Opalino Marbleized Beads

Beginner to intermediate glass bead making project

In the summer of 1978 at 32 years old with 3 children and one on the way, I knew my future included a nursing career and a larger house with a big yard. That changed when I discovered I had cancer. After surgeries but still unsure if I was cancer-free, I began to peruse the literature my crafty mom and grandmother brought me. Working with my hands helped dispel my depression and fear, and I soon dove head-first into crafts, my spirits soaring after discovering lampworking glass beads. I did get m bigger house and completed nursing school, though I’ve followed the path of lampworking. Now cancer-free after 22 years, I can do anything.

STEP 1.
Put on your didymium glasses and turn on your kiln and torch. Dip a mandrel in bead release and heat it up by turning the mandrel in the torch flame. In your other hand, begin to heat the tip of a yellow opalino rod in the flame. Wrap the hot glass around the mandrel and rotate it in the flame.STEP 2.
Keeping the glass hot, but not molten, add glass to the middle and the end of the core bead until you have the beginnings of a barrel-shaped bead. Use your graphite paddle to continue to shape the bead into a barrel shape.

STEP 3.
Keep the bead warm by holding the mandrel beneath the flame, rotating it continuously. While doing so, heat the end of a cobalt blue transparent rod.

STEP 4.
Touch small dots of the cobalt blue in a random pattern on the surface of the yellow bead.

STEP 5.
Keeping your bead warm, heat the end of a periwinkle blue rod and add small dots to the bead surface in a random pattern.

STEP 6.
Randomly dot green-on-clear dichroic in between the other dots. Be sure to heat the dichroic with the clear, uncoated side towards the flame. Do not let the flame touch the uncoated side of the dichroic glass because it will burn and be ruined!

STEP 7.
Let all of the dots melt evenly into the surface of the bead. With your tungsten tool in one hand, heat a side of the bead until it is glowing. Bring it out of the flame and touch the rake to a dot on the bead. Pull the rake in a swirling motion into and around the dots on that side of the surface. So that the rake detaches from the bead surface, keep the bead out of the flame as you work on each area. Dip the rake into a cup of water after each swirl to keep it from heating up and sticking to the bead during use.
Hint: I learned form Cindy Jenkins’ book, Glass Bead-making, to not dig the rake into the bead or you’ll pull too much glass and distort the shape. It could even pull the bead loose from the mandrel! You’re only swirling the colors across the bead surface.

STEP 8.
Dragging the glass back and forth as you swirl will change the shape of the bead a bit, so you will need to reheat and form your bead back into a barrel shape.

STEP 9.
Heat the beads evenly and place them into the kiln.

□ □ □ □ □ □ □

● AIM OF THE EXERCISE:
Rewrite the passage of the bead-making instructions that begins at the words "Hint: I learned" and stops after "back into a barrel shape.", replacing "rake" with "pick". The rows have nothing to do with this task.

(Point-per-instance localization data)

□ □ □ □ □ □ □

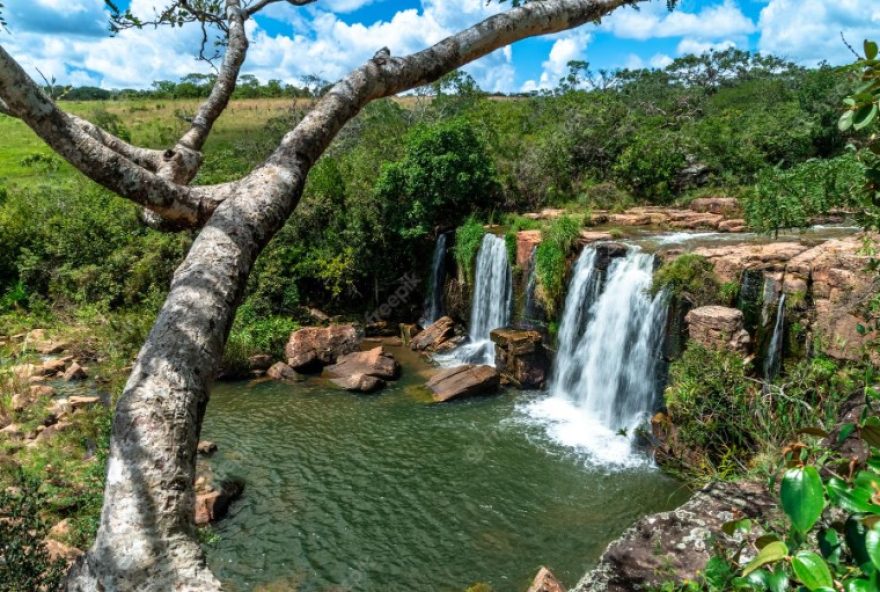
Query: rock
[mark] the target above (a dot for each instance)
(676, 545)
(81, 402)
(587, 237)
(51, 367)
(61, 530)
(214, 504)
(41, 390)
(206, 447)
(281, 371)
(408, 331)
(75, 372)
(375, 362)
(362, 383)
(520, 357)
(545, 581)
(260, 362)
(434, 335)
(526, 241)
(464, 381)
(718, 327)
(545, 214)
(734, 225)
(58, 551)
(731, 260)
(19, 402)
(726, 206)
(311, 348)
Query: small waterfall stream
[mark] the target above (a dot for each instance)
(434, 304)
(490, 304)
(774, 350)
(605, 376)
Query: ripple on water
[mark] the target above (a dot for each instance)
(385, 492)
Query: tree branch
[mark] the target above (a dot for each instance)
(179, 205)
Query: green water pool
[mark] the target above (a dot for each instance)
(388, 492)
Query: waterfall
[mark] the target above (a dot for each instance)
(434, 303)
(490, 305)
(774, 351)
(604, 380)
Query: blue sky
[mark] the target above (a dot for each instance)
(68, 39)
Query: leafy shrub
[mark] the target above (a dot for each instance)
(788, 198)
(468, 238)
(690, 277)
(25, 564)
(550, 260)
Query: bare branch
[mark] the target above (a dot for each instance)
(178, 204)
(261, 4)
(224, 86)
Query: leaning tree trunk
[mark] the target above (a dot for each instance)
(146, 538)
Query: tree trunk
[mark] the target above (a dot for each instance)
(146, 538)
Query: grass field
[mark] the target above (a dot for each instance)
(151, 123)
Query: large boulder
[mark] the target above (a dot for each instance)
(364, 371)
(311, 348)
(718, 327)
(677, 545)
(375, 362)
(442, 330)
(726, 206)
(545, 581)
(520, 357)
(464, 381)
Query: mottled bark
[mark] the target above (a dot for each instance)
(146, 538)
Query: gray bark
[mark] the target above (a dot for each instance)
(146, 537)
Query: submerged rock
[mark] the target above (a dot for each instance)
(281, 371)
(545, 581)
(364, 371)
(718, 327)
(442, 330)
(311, 348)
(520, 357)
(676, 545)
(213, 504)
(464, 381)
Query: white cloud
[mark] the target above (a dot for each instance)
(653, 21)
(808, 31)
(566, 48)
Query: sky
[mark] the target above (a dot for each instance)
(69, 40)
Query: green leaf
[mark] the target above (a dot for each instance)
(864, 116)
(872, 545)
(846, 120)
(871, 431)
(769, 554)
(812, 570)
(803, 497)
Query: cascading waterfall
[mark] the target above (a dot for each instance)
(434, 303)
(490, 305)
(605, 376)
(774, 350)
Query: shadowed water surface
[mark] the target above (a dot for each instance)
(388, 492)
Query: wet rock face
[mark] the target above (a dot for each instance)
(311, 348)
(435, 335)
(364, 371)
(676, 545)
(520, 357)
(718, 327)
(464, 381)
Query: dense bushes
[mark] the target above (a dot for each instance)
(550, 260)
(690, 277)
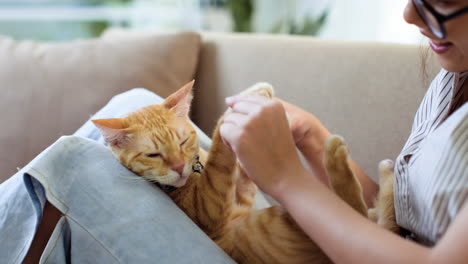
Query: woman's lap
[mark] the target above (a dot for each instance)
(109, 213)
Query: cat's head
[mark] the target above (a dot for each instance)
(156, 142)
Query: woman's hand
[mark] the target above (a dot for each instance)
(308, 132)
(258, 132)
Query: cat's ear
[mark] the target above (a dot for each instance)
(113, 131)
(181, 100)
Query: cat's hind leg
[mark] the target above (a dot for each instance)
(341, 177)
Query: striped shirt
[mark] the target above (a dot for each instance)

□ □ □ □ □ □ □

● TASK ANSWER:
Hint: I learned form Cindy Jenkins’ book, Glass Bead-making, to not dig the pick into the bead or you’ll pull too much glass and distort the shape. It could even pull the bead loose from the mandrel! You’re only swirling the colors across the bead surface.

STEP 8.
Dragging the glass back and forth as you swirl will change the shape of the bead a bit, so you will need to reheat and form your bead back into a barrel shape.